The good news is that the simpler you eat, the easier it is to avoid all this garbage. That means we can spend less time decoding food labels, wondering what’s ok and what we should avoid. You’re not gonna see a long list of ingredients on a carton of blueberries, ya know?
7 “Health” Foods that Aren’t Actually Healthy
For the sake of identifying a few common “healthy” foods that aren’t all that healthy, here’s a quick list of products that are often marketed with bold nutritional claims.
Oh and hey by the way, I used to work in advertising, selling fake health food to the masses. Trust me when I say marketing – and massive ad budgets – are 100 percent at play here, and it’s no surprise we’re all a little confused. As for my career choices, glad that chapter has since closed.
Ah yes, my go-to high school snack. Chocolate chip cookie dough was my flavor of choice. The problem is these puppies are packed with sugar that spike your insulin and crap like processed soy that’s difficult to digest. Amanda over at Healthy Wifestyle has a great recipe for homemade protein bars.
You know those parfaits at Starbucks or airport stores, the ones that layer on seemingly innocent items like yogurt, granola, fruit and honey? It may seem like a good option in comparison to pastries, but the reality is the huge spike in blood glucose will lead to a sugar crash, aka say hello to hangriness about an hour later. If you can, opt for something with more protein and fat, or make your own chia pudding and homemade granola with minimal ingredients and sweeteners.

#### Assignment 1
According to the passage on misleading health foods, why is a parfait of yogurt, granola, fruit and honey a poor choice? Answer in one to three sentences.
#### Assignment 2
Extract, word for word, the part of the passage on misleading health foods that opens with the words containing "Ah yes, my go-to" and closes with "ingredients and sweeteners.".
#### Assignment 3
Extend the passage on misleading health foods, picking up after its final sentence and keeping the same casual voice.
None of the tasks need the material, so you can ignore it.

#### Information
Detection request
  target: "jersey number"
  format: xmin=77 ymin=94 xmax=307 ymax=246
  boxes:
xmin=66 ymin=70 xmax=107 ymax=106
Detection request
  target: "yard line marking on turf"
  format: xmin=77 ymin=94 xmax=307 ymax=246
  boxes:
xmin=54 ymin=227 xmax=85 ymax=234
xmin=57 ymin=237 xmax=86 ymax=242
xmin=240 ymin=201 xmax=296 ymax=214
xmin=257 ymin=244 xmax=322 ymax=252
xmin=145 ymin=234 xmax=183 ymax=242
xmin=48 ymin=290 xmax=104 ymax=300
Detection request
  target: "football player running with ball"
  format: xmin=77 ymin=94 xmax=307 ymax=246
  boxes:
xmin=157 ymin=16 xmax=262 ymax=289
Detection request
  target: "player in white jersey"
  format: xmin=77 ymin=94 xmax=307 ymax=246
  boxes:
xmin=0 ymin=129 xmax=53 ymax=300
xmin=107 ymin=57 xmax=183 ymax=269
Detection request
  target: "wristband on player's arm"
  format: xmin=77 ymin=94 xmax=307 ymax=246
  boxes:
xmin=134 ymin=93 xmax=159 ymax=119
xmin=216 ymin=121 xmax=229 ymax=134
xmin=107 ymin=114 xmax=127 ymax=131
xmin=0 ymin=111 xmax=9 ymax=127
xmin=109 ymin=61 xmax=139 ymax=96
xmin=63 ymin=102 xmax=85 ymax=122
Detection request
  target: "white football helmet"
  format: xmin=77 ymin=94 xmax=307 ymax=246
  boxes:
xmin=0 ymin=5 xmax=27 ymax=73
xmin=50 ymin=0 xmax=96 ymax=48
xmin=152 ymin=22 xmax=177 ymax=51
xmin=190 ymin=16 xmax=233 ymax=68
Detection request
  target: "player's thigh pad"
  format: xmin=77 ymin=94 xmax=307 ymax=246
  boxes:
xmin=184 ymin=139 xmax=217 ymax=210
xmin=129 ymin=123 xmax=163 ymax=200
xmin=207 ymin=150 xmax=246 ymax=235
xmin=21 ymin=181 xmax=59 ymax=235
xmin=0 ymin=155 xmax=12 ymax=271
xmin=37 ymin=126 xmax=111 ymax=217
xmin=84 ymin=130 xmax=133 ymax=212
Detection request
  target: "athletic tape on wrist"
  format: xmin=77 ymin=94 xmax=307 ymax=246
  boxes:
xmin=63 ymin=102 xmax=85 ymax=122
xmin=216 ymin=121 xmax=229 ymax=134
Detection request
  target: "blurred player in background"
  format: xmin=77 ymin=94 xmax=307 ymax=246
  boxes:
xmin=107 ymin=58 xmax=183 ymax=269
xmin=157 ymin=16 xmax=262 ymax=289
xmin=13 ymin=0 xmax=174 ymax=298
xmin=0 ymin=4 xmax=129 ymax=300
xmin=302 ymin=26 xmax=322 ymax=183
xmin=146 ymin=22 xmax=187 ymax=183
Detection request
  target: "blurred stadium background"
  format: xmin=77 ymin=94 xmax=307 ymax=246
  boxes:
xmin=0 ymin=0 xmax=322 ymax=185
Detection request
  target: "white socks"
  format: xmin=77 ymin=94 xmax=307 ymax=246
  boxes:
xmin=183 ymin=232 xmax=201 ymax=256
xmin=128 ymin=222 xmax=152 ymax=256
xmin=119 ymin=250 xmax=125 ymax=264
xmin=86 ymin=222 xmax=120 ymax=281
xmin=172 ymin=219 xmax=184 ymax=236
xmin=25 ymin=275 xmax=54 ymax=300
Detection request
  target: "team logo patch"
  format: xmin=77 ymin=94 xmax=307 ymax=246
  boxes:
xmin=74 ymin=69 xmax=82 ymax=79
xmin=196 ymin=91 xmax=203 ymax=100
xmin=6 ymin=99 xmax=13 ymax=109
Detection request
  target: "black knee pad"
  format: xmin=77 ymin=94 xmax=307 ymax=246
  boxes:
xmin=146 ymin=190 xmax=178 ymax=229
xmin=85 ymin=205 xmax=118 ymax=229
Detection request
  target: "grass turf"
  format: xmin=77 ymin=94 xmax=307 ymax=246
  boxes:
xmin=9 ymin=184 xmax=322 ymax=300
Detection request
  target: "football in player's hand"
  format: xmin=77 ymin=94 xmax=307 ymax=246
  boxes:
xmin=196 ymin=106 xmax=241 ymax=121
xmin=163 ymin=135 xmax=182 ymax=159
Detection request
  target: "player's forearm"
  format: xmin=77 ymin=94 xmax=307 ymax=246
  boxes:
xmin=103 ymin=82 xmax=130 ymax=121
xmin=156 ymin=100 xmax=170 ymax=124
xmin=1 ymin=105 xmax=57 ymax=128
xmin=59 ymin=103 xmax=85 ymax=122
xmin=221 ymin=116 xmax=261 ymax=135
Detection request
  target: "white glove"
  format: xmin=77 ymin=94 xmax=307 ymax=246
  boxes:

#### Answer area 1
It may seem better than a pastry, but it causes a huge spike in blood glucose. That spike leads to a sugar crash, which leaves you hangry about an hour later.

#### Answer area 2
Ah yes, my go-to high school snack. Chocolate chip cookie dough was my flavor of choice. The problem is these puppies are packed with sugar that spike your insulin and crap like processed soy that’s difficult to digest. Amanda over at Healthy Wifestyle has a great recipe for homemade protein bars.
You know those parfaits at Starbucks or airport stores, the ones that layer on seemingly innocent items like yogurt, granola, fruit and honey? It may seem like a good option in comparison to pastries, but the reality is the huge spike in blood glucose will lead to a sugar crash, aka say hello to hangriness about an hour later. If you can, opt for something with more protein and fat, or make your own chia pudding and homemade granola with minimal ingredients and sweeteners.

#### Answer area 3
Sweetened Nut or Soy Milk
While nut milk can be a great in smoothies or other recipes, especially if you can’t tolerate dairy, most store bought brands contain a lot of additives, not to mention the sugar in sweetened versions (are you noticing the sugar theme here?). They also often contain carrageenan, a food additive used to emulsify or thicken milk. It’s been shown to increase the risk for stomach ulcers. Look for an plain, unsweetened brand without carrageenan or make your own.
Low Fat Foods
Are people still eating fat free foods? IDK, but seems worth including in this list. Guess what’s lurking in that low fat yogurt or skim latte in place of the fat? It rhymes with smugar. A bunch of other fun highly processed stuff too like high fructose corn syrup. Time to stop fearing the fat, my friends. In fact, that whole mentality has a lot to do with why you might be gaining weight and feeling sick all the time.
This is the one that surprises most people. Gluten free is good, right? Sorta. While many people have Celiac or a gluten sensitivity and truly can’t eat it, a lot of people choose to simply avoid it for health reasons, and buy all the gluten-free crackers, chips, cereals, pastas and breads. The issue is that a lot gluten-free foods, even the organic, natural, vegan ones, are filled with empty calories, and will spike your blood sugar just as much as their gluten-heavy counterparts.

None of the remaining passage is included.